[Dataset records]
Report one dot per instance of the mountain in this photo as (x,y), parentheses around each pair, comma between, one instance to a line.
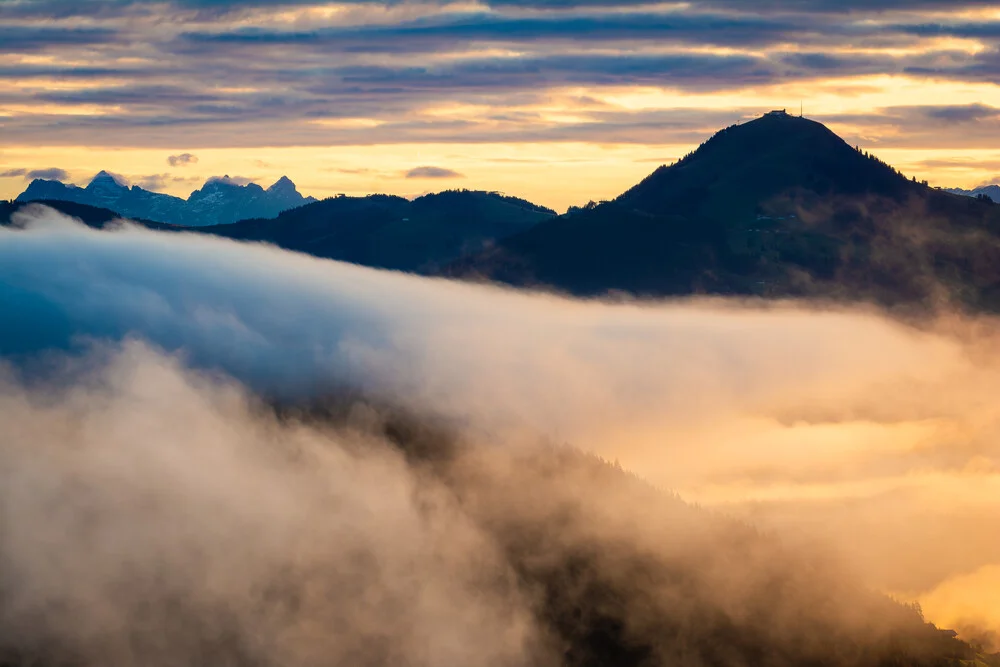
(780,207)
(92,216)
(390,232)
(991,191)
(219,201)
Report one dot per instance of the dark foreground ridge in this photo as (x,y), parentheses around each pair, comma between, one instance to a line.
(615,574)
(777,207)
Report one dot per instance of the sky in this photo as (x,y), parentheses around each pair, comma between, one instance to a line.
(556,101)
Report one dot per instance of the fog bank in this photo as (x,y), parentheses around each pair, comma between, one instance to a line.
(834,425)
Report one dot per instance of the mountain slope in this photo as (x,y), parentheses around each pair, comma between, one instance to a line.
(991,191)
(779,206)
(92,216)
(219,201)
(392,232)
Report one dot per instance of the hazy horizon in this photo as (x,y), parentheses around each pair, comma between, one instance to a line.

◆ The exercise: Please update the lines above by replacing "in this photo" with "in this picture" and leaving everything else unchanged. Omit the pictures from your answer.

◆ Answer to this exercise:
Report one dot per instance of the mountain in this picture as (x,y), parentheses around each pair, comma between, one instance to a line.
(780,207)
(92,216)
(390,232)
(991,191)
(219,201)
Report one dot per instance of the dark foreground ridge in this picture as (x,y), parentheses around each pair, comma between, one instance to a line.
(615,574)
(777,207)
Report one dot per instance of the sky in this picture as (x,y), parentheses around each pair, comma between, one instance to a line.
(556,101)
Report one dot per instance of the fog bank in this picture as (x,y), parentheses around each pair, comma between, one instance to a line.
(834,425)
Report one dot per instance of the mountain slope in this picture as (x,y), parentheses around each pair, comma between, one instance to a line.
(991,191)
(779,206)
(92,216)
(219,201)
(392,232)
Report one dot per instance of the hazy horizon in this picture as (x,y), parentheses around each pair, comma between, one instance to a line.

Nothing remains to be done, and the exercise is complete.